What the task asks
Arrange every line of the listing below as a Markdown table with the columns Row and Line, numbering the rows and skipping blank lines. Omit the pictures.

Raw data
● ● ● ● ●

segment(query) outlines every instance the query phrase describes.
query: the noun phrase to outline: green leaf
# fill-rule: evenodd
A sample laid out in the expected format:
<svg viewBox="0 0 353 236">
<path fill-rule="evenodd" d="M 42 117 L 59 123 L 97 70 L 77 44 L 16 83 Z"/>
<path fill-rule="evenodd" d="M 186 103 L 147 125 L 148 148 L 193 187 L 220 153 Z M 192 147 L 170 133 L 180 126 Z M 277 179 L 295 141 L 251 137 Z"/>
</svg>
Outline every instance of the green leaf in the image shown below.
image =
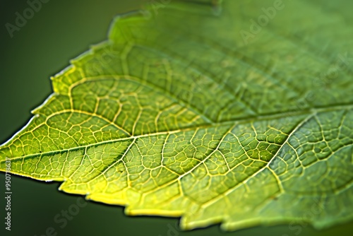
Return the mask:
<svg viewBox="0 0 353 236">
<path fill-rule="evenodd" d="M 184 229 L 352 220 L 353 4 L 201 1 L 116 17 L 1 170 Z"/>
</svg>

● ● ● ● ●

Complete response
| Row | Line |
|---|---|
| 1 | segment(query) outlines every instance the query phrase describes. |
| 2 | query: the noun phrase to outline: green leaf |
| 3 | # fill-rule: evenodd |
| 4 | A sample laid out in the expected format: |
| 5 | <svg viewBox="0 0 353 236"> |
| 6 | <path fill-rule="evenodd" d="M 42 117 L 59 123 L 97 70 L 77 44 L 16 83 Z"/> |
| 7 | <path fill-rule="evenodd" d="M 186 103 L 147 125 L 148 148 L 193 187 L 220 153 Z M 192 147 L 170 133 L 180 126 Z M 277 179 L 295 141 L 251 137 Z"/> |
| 8 | </svg> |
| 9 | Outline every instance of the green leaf in the image shown below. |
| 10 | image = |
| 11 | Return the mask: |
| 12 | <svg viewBox="0 0 353 236"> |
| 13 | <path fill-rule="evenodd" d="M 184 229 L 352 220 L 353 4 L 201 1 L 116 17 L 1 170 Z"/> |
| 14 | </svg> |